# Need a real time program for your PLing meet cheap?



## chicken_hawk (Nov 16, 2014)

Hey guys, I am just trying to help a buddy out and your meet director as well.  A friend of mine who writes programming and developed this for a meet his gym was hosting, but can easily be tweaked to fit any meet. He is just trying to recoup some of his hosting fees and maybe a little time. Anyway, you can see all the features below and it is pretty kick ass as you can follow the meet in real time from your cell phone. Take a look and if interested just lmk,
Hawk

Hi Jim,



Below is a copy of an email that was sent to all registered north of the border lifters. It will give you some insight into the meet management site. One thing not outlined below is all of the administration features which are really a much larger part of the overall system. We can talk about them at some point.



-----------------------

Thank you for registering for the 2014 North of the Border powerlifting meet hosted by the Sweatt Shop! Our aim is to provide the absolute best meet experience for our lifters. Therefore, we've developed a state of the art web application for meet management. This application provides lifters with meet status information in real time so they can better plan their warm ups and attempts. Additionally, anyone, anywhere in the world can access meet results in real time. All of this information is available via any computer, tablet, or smart phone with a web browser by navigating to 2014 North of the Border. Below is a summary of features.



1) Registration - You can edit your registration details right up until you weigh in by logging in and selecting the registration menu item.

2014 North of the Border



2) Roster - The roster has a full list of registered athletes along with their sex, event, division, sub division, and weight class (note: everything is subject to change up until weigh in). It is possible to filter the roster by using the drop down lists and text boxes at the top of the data table. Use this page to see who you are competing against.

2014 North of the Border



3) Flights - Once flights are posted (the night before the meet), they are available via the flights page. Please note that flights are subject to change up to a half hour before the start of the meet.

2014 North of the Border



4) Live Status - The live status page shows the progression of the meet in real time. Come here to see the current lifter, lift, attempt, and weight in order to effectively time your warm ups. Additionally, the next 10 lifters scheduled for the platform are available here.

2014 North of the Border



5) Results - The very second an attempt is turned in or the judges pass judgement, the results are available via the results page. Come here to compare your lifts, as well as your coefficient score, to your competition.

2014 North of the Border



If you are logged in, all your information will be highlighted in blue to make it easy to locate.



This is the first version of the site and we hope to expand it and use it to run many Sweatt Shop meets in the future. Please don't hesitate to let us know about any issues or suggestions you have for making the site better.



Good luck at the meet!



Sweatt Shop


----------

☆ ☆ ☆

-- Written task --
Write out again the part of the powerlifting meet thread that opens with the words containing "1) Registration - You" and closes with "are competing against.", changing "weigh in" to "check in".

☆ ☆ ☆

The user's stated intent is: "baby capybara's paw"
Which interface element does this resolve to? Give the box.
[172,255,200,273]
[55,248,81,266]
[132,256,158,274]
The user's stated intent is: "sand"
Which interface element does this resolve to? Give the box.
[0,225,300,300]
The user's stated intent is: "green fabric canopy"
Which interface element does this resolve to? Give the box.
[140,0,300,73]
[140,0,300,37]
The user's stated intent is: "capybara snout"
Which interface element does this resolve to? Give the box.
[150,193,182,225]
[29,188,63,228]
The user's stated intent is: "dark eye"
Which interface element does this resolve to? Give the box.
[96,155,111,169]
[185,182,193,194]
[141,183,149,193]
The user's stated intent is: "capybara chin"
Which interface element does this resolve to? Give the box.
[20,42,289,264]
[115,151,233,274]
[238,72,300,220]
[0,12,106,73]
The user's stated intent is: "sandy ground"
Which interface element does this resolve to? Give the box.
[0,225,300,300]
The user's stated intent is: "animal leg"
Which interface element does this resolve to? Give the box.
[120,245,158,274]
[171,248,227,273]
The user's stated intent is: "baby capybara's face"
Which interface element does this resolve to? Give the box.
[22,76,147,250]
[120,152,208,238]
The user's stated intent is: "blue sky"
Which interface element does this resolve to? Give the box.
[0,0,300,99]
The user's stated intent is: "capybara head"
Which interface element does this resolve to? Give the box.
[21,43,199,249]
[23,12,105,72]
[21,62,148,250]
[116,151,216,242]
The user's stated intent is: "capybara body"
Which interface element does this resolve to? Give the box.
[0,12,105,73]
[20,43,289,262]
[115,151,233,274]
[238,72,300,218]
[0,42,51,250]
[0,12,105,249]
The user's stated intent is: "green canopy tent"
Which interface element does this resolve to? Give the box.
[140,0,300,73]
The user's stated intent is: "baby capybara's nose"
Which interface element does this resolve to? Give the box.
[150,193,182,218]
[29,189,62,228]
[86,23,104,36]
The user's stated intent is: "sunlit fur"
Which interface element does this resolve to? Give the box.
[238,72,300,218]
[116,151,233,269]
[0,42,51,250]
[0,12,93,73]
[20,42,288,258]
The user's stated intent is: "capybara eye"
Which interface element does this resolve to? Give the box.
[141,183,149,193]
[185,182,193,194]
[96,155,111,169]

☆ ☆ ☆

-- Answer --
1) Registration - You can edit your registration details right up until you check in by logging in and selecting the registration menu item.

2014 North of the Border



2) Roster - The roster has a full list of registered athletes along with their sex, event, division, sub division, and weight class (note: everything is subject to change up until check in). It is possible to filter the roster by using the drop down lists and text boxes at the top of the data table. Use this page to see who you are competing against.